**YOUR TASK:**
From top to bottom, each entry below must be reproduced exactly.

**Region pointing data:**
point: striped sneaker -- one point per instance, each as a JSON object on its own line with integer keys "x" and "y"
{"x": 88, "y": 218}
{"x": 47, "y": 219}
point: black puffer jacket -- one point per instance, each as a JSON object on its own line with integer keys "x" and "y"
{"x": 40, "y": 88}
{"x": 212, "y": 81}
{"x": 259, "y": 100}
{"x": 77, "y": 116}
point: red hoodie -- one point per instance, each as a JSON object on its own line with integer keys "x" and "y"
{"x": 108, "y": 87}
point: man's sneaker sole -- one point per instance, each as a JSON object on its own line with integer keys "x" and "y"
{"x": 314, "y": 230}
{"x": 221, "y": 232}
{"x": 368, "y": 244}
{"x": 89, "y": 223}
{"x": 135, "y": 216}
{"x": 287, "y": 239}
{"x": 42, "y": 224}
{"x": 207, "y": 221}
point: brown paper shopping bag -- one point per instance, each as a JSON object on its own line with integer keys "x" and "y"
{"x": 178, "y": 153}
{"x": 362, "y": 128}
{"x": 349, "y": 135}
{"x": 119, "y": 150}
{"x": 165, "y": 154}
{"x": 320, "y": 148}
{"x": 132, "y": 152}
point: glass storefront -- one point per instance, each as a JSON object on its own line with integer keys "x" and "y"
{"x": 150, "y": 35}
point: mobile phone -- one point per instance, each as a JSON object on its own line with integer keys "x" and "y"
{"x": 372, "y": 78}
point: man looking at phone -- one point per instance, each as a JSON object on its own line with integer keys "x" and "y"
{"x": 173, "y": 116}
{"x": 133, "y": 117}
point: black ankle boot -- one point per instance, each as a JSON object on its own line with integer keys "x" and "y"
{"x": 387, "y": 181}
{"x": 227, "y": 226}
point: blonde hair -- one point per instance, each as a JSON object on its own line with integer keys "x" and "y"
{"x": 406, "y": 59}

**ANSWER FOR THIS EXERCISE:**
point: striped sneaker -- one point per instance, each as a JSON object on its own line with integer keys "x" and "y"
{"x": 88, "y": 218}
{"x": 47, "y": 219}
point: black puffer jacket -- one point per instance, each as a JSON object on its own line with integer keys "x" and "y"
{"x": 40, "y": 88}
{"x": 212, "y": 81}
{"x": 259, "y": 100}
{"x": 77, "y": 116}
point: red hoodie -- one point per instance, each as a JSON object on its own line with integer keys "x" and "y"
{"x": 108, "y": 87}
point: man's sneaker sole -- one point per instance, each as a JSON object on its own line with integer keys "x" and "y"
{"x": 314, "y": 230}
{"x": 221, "y": 232}
{"x": 368, "y": 244}
{"x": 89, "y": 223}
{"x": 135, "y": 216}
{"x": 287, "y": 239}
{"x": 42, "y": 224}
{"x": 207, "y": 221}
point: brown paper shopping bag -- one point per instance, each as a JSON object on its own line with integer keys "x" and "y"
{"x": 178, "y": 153}
{"x": 362, "y": 128}
{"x": 349, "y": 135}
{"x": 119, "y": 150}
{"x": 165, "y": 154}
{"x": 320, "y": 148}
{"x": 132, "y": 152}
point: glass storefront -- one point per instance, each as a JSON object on its own line with integer keys "x" and "y"
{"x": 150, "y": 35}
point: mobile phone -- one point per instance, each as a JSON object on its own line with integer keys "x" and "y"
{"x": 372, "y": 78}
point: man looking at phone -- one point per instance, each as a JSON object on its own line with integer keys "x" and "y"
{"x": 173, "y": 116}
{"x": 133, "y": 117}
point: black ankle boot -- one point per instance, each as a JSON object on its own line with integer keys "x" and "y"
{"x": 387, "y": 181}
{"x": 227, "y": 226}
point: blonde hair -- one point per instance, each as a JSON object on its own line with integer keys "x" and "y"
{"x": 406, "y": 59}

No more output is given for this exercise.